The task:
Recast the lines of the data below, from the line containing "the white chest" through the last line of the data (both included), as a numbered list, omitting any blank lines.

== Information supplied ==

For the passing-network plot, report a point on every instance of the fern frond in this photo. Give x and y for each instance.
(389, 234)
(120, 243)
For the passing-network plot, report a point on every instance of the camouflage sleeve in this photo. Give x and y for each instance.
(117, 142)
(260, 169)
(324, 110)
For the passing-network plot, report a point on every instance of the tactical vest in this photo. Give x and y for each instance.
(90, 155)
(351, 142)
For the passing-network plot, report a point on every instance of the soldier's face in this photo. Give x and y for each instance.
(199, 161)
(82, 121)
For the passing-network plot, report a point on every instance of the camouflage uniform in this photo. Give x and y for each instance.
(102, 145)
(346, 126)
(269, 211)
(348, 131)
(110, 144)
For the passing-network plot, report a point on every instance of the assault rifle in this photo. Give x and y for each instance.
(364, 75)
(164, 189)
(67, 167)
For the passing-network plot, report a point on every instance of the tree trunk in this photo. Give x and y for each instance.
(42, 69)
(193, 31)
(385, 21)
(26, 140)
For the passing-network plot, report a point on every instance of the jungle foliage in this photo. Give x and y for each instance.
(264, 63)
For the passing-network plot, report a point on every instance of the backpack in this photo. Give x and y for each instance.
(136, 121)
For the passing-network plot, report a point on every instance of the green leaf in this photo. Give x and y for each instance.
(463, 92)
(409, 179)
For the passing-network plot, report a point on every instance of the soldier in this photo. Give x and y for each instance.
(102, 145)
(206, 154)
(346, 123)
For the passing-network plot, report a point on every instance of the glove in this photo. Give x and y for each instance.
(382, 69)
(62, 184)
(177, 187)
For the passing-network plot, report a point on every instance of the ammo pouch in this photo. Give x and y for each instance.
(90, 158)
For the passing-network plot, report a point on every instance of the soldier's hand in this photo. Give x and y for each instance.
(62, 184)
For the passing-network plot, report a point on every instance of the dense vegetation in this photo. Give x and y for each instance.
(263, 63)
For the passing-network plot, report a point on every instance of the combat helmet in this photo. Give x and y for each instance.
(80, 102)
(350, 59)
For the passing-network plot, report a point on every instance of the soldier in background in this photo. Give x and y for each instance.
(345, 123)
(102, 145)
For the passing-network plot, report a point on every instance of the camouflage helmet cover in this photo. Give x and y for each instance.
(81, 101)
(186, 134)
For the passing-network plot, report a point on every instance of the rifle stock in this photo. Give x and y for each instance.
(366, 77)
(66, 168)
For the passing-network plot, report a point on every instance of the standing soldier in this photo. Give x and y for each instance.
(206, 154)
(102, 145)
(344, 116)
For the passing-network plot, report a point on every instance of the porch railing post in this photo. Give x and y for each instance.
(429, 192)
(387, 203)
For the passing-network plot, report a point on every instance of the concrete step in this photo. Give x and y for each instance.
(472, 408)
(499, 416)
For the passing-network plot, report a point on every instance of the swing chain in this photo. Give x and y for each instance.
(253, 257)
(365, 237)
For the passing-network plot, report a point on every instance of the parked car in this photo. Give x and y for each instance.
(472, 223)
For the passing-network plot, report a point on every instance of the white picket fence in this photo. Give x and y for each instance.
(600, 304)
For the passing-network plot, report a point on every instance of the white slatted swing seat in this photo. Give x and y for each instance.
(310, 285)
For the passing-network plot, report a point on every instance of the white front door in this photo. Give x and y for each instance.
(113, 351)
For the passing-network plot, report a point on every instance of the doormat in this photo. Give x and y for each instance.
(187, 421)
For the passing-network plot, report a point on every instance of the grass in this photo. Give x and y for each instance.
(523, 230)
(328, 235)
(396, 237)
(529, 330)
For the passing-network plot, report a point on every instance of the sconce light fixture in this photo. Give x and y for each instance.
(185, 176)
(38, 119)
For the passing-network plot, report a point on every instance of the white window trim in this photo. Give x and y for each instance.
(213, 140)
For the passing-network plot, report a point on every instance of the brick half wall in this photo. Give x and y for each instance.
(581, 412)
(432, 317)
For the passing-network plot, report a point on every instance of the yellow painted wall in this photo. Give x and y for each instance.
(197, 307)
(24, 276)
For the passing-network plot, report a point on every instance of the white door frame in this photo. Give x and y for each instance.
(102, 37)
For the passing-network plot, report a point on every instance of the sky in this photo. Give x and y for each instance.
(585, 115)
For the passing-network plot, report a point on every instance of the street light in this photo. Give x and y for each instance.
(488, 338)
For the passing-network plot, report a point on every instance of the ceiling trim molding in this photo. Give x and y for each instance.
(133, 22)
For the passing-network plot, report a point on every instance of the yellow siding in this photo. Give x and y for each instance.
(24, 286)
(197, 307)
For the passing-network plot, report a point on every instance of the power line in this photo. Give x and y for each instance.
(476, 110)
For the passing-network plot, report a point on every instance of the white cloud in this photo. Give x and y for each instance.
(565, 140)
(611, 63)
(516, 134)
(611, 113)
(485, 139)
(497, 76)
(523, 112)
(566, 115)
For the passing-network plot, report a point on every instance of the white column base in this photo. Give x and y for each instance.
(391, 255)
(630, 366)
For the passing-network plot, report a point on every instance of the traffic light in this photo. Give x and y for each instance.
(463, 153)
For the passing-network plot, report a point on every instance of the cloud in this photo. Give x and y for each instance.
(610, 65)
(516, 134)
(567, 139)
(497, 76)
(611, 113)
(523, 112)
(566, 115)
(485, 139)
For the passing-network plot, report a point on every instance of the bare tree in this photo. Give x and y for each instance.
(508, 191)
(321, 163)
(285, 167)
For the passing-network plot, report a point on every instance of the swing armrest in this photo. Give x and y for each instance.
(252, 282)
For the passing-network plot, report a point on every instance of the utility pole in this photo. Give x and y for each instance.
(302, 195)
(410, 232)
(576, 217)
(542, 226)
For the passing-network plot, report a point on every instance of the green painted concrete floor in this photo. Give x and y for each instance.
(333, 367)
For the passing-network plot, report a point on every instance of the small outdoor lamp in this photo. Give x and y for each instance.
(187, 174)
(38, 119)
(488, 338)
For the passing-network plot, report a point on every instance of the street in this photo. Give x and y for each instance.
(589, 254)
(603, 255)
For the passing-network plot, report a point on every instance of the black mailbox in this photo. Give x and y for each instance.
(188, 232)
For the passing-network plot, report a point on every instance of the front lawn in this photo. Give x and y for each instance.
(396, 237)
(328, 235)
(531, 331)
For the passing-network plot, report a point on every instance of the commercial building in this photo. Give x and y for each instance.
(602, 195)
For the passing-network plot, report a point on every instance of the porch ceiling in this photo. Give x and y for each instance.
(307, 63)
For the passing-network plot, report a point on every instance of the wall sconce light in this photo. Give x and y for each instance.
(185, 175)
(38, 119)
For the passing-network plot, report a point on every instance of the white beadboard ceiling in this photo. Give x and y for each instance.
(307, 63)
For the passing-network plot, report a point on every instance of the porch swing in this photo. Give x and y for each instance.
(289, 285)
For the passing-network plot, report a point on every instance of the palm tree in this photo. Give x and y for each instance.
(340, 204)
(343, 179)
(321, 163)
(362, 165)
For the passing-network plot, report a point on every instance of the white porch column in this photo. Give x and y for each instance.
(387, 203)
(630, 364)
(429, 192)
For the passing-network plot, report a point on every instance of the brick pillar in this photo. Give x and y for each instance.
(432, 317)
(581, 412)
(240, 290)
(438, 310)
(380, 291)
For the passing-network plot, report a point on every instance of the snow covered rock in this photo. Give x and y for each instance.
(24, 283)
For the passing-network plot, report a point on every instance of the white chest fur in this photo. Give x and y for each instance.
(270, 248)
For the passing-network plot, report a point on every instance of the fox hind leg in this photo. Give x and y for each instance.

===

Complete answer:
1. For the passing-network plot, report a point on every instance of the white chest fur in this photo. Give x and y for each instance.
2. (270, 248)
3. For the passing-network plot, report a point on every instance of the fox hind leg in this photo. Give x and y for each instance.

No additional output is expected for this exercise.